### RECORDS FOR PROCESSING
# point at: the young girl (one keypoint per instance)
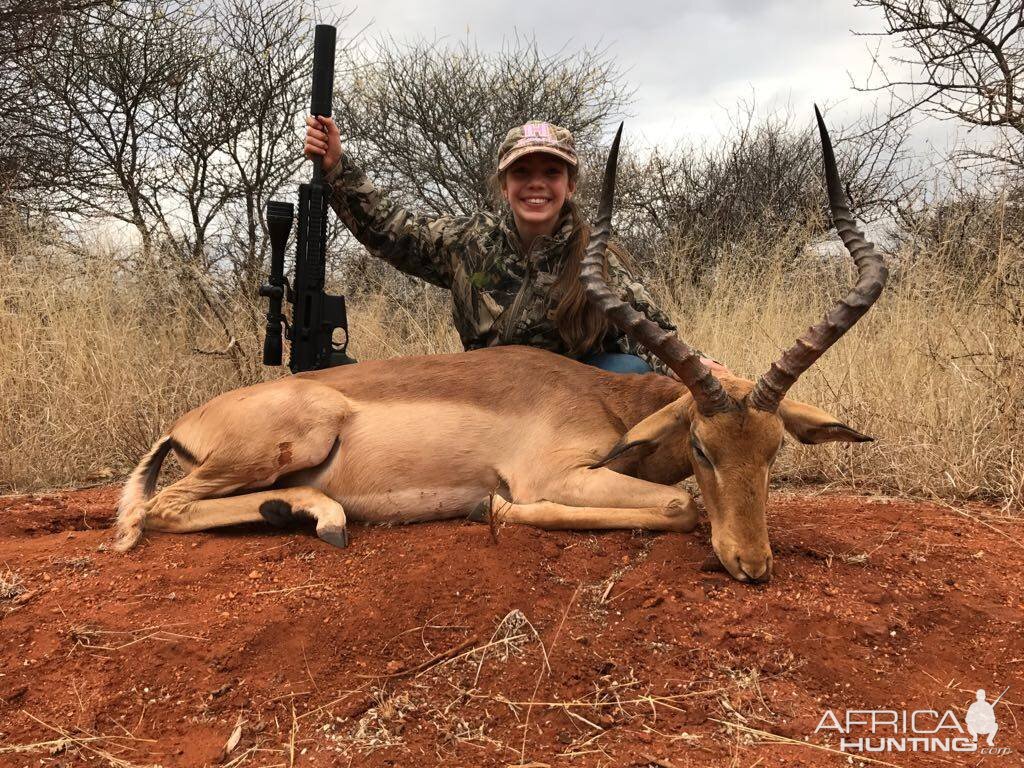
(514, 280)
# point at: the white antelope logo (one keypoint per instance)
(525, 434)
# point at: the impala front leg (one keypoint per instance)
(598, 499)
(605, 487)
(554, 516)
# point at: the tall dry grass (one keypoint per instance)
(98, 360)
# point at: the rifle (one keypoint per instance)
(315, 314)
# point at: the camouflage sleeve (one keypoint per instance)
(414, 243)
(632, 291)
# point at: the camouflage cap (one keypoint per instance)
(536, 136)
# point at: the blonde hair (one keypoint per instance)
(581, 325)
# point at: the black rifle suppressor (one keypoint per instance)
(315, 315)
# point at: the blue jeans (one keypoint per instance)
(617, 363)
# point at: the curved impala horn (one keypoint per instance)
(707, 390)
(871, 275)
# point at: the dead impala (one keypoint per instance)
(515, 432)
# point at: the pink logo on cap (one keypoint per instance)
(537, 130)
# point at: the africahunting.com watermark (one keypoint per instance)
(918, 730)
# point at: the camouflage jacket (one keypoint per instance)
(500, 293)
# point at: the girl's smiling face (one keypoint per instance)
(537, 186)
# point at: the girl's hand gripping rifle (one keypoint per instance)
(315, 315)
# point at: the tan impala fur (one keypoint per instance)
(428, 438)
(511, 432)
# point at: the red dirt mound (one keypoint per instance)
(435, 644)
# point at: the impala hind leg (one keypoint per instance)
(211, 513)
(554, 516)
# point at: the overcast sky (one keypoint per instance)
(690, 60)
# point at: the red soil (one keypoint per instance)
(366, 656)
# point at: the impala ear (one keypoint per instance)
(811, 425)
(646, 435)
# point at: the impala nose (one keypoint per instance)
(758, 570)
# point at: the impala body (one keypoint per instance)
(513, 433)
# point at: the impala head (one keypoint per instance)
(731, 429)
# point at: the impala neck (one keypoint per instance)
(633, 398)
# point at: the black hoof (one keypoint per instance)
(481, 513)
(335, 536)
(278, 512)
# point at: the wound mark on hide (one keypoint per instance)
(284, 454)
(276, 512)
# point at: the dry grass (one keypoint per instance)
(98, 360)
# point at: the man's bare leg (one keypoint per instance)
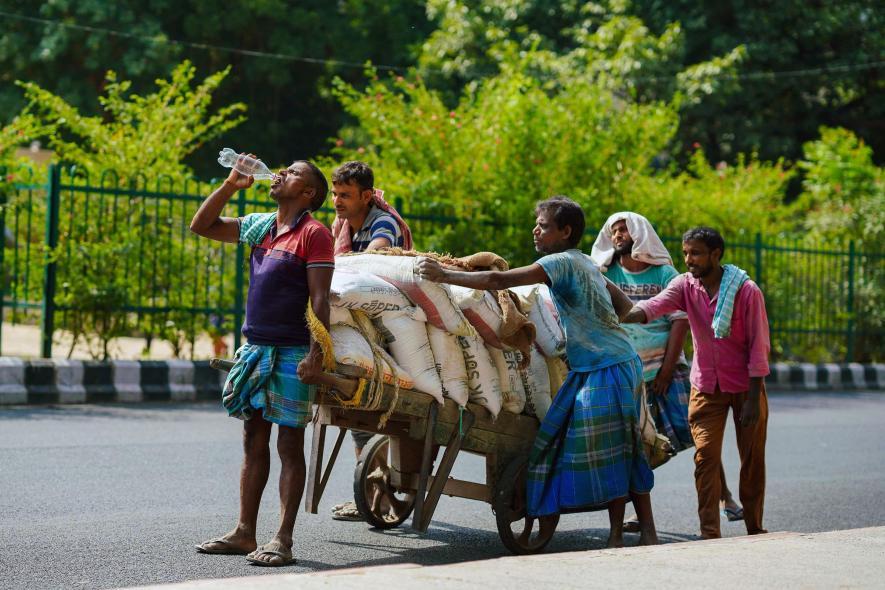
(290, 446)
(616, 523)
(253, 478)
(648, 535)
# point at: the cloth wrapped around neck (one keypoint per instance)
(732, 279)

### YOUR OBJECTIVE
Copy the items from the line containing "# point at: the dry" through the end of the items, swapping "cloth" for "scarf" and changing nothing else. Leave the pictures out of your answer.

### SOLUTION TO THIS PROBLEM
# point at: the dry grass (one keypoint per instance)
(98, 360)
# point at: the man's bare leg (one keypoint per instance)
(290, 446)
(616, 523)
(253, 478)
(648, 535)
# point at: the scarf wrapped around neck (one keypoint per instance)
(732, 279)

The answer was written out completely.